Items from a labeling collection:
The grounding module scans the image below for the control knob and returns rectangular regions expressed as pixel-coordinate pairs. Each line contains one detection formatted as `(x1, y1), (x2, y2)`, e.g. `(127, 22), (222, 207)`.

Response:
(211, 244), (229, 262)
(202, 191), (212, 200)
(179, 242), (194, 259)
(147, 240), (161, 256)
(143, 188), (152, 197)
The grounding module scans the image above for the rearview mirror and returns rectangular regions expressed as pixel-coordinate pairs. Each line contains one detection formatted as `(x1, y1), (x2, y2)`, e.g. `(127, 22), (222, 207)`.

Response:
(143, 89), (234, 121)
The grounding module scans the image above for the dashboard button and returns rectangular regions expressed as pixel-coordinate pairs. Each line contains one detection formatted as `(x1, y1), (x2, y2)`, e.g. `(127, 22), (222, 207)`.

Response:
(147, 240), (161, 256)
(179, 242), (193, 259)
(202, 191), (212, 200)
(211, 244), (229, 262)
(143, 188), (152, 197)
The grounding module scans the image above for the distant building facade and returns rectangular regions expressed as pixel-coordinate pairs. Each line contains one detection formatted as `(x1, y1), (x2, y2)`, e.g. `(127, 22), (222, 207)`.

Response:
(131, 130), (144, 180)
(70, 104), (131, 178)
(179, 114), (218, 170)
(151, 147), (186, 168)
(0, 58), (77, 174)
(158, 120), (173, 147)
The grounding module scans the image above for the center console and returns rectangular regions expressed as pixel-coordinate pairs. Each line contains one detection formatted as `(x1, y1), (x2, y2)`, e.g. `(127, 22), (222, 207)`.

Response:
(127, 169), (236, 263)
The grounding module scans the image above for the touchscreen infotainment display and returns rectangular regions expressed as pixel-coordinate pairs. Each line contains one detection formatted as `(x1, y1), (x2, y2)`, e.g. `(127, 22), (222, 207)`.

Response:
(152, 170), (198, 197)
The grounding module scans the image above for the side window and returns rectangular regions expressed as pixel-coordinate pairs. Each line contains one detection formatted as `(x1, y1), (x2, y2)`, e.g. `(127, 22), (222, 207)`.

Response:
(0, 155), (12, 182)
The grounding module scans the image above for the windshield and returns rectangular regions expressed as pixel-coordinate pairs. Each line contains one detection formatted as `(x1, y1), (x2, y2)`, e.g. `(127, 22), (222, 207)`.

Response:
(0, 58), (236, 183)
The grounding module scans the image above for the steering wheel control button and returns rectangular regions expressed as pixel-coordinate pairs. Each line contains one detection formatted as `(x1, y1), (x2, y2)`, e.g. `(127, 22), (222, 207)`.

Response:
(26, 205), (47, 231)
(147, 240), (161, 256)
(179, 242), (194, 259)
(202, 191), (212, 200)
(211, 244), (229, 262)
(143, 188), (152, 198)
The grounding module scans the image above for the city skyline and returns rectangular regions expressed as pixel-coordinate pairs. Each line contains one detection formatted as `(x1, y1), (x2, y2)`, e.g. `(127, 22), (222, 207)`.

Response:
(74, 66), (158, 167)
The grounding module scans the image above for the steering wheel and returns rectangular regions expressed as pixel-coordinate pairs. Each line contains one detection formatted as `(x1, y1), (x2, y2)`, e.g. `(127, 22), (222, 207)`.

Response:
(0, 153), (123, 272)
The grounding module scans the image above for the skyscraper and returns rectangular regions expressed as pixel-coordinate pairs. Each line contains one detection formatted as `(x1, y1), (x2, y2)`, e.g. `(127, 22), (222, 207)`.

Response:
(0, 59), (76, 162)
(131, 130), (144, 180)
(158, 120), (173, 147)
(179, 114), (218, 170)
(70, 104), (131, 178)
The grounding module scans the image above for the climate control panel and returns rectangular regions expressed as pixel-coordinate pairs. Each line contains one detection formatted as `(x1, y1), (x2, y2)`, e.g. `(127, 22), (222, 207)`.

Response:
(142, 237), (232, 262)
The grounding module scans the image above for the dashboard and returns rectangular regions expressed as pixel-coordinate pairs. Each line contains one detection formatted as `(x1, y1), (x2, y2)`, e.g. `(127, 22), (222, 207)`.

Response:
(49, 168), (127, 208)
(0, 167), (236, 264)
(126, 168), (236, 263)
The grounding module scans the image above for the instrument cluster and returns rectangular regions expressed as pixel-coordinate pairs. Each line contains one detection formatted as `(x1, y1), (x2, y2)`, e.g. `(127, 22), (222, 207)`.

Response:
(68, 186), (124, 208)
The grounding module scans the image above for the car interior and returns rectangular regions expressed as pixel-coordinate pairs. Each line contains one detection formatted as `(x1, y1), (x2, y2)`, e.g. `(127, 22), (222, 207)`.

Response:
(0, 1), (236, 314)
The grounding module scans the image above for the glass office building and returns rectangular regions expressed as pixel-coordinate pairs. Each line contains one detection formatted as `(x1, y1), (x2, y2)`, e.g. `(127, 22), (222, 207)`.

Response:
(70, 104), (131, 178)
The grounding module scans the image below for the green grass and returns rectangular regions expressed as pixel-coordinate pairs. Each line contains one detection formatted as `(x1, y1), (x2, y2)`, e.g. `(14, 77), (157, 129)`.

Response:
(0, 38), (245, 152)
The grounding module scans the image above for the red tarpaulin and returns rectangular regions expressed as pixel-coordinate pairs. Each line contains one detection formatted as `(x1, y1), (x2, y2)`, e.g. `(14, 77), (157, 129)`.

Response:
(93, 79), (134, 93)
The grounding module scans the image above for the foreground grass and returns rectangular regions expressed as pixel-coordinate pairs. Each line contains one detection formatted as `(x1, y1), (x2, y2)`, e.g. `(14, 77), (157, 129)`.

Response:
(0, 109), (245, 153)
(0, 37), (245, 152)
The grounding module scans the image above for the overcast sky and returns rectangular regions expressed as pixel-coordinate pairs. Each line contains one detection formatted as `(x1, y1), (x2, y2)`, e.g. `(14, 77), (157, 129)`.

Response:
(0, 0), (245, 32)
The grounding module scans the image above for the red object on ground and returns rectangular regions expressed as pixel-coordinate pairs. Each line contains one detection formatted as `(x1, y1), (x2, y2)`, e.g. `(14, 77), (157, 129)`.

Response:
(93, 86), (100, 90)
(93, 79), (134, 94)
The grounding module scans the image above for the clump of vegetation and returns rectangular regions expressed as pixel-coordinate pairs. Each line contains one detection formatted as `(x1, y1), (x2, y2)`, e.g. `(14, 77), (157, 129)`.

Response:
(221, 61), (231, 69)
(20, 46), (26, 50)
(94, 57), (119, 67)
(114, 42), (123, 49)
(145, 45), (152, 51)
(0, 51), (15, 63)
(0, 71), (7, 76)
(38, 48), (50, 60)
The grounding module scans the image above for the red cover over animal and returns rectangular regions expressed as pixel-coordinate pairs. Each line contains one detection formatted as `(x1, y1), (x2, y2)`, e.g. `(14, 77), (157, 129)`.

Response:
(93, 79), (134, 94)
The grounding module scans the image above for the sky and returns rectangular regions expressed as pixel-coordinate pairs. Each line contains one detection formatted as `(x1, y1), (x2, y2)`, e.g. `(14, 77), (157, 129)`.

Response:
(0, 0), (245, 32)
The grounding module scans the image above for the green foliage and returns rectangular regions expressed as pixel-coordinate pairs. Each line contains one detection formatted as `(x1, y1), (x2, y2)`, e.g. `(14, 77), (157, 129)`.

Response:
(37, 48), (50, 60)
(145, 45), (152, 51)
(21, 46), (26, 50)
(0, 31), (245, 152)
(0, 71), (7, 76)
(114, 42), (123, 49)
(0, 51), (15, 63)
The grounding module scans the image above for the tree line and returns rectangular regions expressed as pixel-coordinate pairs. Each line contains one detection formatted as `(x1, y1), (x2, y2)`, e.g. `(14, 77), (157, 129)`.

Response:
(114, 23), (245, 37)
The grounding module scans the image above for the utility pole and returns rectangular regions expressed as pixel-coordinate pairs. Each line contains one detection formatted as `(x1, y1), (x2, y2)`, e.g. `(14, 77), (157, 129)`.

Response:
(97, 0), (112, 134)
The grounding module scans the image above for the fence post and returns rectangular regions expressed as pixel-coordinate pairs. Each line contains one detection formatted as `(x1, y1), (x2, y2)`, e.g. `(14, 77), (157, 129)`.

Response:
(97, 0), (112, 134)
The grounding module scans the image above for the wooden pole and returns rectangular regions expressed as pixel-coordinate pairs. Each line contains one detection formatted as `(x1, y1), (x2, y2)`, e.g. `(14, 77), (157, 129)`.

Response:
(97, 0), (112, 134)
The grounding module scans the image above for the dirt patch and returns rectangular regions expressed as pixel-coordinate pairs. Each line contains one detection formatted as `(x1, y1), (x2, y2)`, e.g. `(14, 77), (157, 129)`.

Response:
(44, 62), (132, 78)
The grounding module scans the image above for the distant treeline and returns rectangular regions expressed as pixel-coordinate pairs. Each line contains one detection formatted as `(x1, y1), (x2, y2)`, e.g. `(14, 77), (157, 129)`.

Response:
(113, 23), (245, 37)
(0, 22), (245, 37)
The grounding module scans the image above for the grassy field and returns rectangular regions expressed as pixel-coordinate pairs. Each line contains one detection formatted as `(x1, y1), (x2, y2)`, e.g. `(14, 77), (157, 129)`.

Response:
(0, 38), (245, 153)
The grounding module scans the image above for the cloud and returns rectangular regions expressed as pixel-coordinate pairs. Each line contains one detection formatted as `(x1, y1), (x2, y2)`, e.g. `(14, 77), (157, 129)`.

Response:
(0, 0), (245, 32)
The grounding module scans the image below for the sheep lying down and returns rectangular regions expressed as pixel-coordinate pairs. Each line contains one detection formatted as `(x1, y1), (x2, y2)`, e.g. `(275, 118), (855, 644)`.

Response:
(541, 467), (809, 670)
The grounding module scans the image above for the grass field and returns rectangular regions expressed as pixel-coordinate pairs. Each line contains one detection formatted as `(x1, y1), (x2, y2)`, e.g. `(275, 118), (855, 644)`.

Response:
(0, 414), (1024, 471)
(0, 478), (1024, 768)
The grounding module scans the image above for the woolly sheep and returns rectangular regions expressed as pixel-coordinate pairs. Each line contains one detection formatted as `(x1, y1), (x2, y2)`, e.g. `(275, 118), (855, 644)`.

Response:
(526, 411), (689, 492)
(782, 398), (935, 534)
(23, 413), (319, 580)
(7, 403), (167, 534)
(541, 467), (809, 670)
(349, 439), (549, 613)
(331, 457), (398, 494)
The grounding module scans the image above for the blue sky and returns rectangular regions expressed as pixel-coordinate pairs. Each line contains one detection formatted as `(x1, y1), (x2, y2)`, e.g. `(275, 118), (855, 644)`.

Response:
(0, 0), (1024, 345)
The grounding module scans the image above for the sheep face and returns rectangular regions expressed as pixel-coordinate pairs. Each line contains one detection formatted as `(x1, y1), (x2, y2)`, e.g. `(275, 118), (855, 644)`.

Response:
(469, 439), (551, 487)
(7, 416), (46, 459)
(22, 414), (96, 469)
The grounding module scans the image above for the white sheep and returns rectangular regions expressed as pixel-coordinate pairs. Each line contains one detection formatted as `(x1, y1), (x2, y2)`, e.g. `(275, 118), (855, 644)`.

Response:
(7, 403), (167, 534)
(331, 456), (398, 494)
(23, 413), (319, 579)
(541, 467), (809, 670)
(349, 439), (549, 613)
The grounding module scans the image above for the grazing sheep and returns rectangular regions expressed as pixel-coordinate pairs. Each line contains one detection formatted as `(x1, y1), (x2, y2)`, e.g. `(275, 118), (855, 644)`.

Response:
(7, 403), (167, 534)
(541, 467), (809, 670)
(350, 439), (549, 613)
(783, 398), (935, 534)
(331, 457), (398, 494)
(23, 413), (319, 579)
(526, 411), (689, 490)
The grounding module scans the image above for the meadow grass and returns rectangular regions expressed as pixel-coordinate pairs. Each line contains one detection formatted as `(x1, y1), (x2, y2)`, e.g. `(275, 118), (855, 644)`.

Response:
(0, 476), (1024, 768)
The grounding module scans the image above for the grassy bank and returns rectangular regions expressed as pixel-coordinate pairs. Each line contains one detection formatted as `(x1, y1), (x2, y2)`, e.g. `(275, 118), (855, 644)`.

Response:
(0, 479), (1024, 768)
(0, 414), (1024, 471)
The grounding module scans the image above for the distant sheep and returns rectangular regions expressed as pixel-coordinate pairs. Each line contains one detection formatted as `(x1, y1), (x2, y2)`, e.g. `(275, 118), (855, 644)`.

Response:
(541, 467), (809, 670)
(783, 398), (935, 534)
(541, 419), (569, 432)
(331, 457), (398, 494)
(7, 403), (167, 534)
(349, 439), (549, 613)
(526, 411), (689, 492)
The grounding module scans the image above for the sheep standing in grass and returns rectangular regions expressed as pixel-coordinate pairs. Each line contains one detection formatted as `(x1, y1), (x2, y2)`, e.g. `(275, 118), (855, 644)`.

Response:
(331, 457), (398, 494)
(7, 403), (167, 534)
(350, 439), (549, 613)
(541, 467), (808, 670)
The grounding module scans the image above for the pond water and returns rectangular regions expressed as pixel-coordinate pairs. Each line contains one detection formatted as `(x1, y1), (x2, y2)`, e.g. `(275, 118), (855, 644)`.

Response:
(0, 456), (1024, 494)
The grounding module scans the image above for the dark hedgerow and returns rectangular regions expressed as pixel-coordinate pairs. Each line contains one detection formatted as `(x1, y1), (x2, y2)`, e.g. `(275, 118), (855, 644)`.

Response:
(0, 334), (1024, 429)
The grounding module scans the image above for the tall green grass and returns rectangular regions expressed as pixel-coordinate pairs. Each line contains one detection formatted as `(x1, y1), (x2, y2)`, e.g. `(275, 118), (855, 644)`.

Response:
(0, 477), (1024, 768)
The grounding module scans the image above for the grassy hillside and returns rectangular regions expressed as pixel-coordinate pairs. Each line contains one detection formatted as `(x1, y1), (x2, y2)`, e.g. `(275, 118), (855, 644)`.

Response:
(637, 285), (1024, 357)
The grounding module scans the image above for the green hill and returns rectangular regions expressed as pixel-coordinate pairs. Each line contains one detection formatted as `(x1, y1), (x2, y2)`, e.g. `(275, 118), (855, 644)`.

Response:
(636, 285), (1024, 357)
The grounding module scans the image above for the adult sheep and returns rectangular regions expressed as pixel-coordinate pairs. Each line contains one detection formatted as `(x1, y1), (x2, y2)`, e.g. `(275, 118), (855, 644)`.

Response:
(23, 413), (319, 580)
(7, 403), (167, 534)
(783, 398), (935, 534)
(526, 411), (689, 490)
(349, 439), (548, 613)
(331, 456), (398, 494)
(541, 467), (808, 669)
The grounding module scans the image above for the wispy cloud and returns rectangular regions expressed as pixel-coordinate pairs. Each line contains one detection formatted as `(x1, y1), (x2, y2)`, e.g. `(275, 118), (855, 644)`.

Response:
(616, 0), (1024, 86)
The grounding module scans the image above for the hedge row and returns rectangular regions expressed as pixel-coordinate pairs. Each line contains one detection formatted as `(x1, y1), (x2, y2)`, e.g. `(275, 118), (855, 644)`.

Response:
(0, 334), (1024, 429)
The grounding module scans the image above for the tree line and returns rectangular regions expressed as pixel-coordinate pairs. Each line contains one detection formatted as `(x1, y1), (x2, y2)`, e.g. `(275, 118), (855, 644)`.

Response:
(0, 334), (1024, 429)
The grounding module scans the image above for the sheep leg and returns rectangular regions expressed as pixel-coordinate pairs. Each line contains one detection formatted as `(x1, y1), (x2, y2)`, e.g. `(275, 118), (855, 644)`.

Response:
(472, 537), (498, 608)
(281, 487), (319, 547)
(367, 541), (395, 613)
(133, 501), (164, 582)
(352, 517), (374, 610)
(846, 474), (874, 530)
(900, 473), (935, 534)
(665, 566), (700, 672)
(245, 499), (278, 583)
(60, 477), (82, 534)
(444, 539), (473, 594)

• **The task**: Please reproduce the lines starting with the line that contains "The grounding module scans the image above for the tall" and going on through the line that contains "(0, 477), (1024, 768)", requests included, scaling every bounding-box coordinate in the answers by 0.65 and rounding to whole numbers with halves rounded up. Leave the numbers in the requests and their format samples unchanged.

• **Solution to this exercise**:
The grounding module scans the image above for the tall green grass and returns rectangular regions expressed as pixel-coordinate pairs. Each line contains one detection formatted as `(x1, y1), (x2, y2)`, e.g. `(275, 118), (855, 644)`.

Response:
(0, 310), (666, 499)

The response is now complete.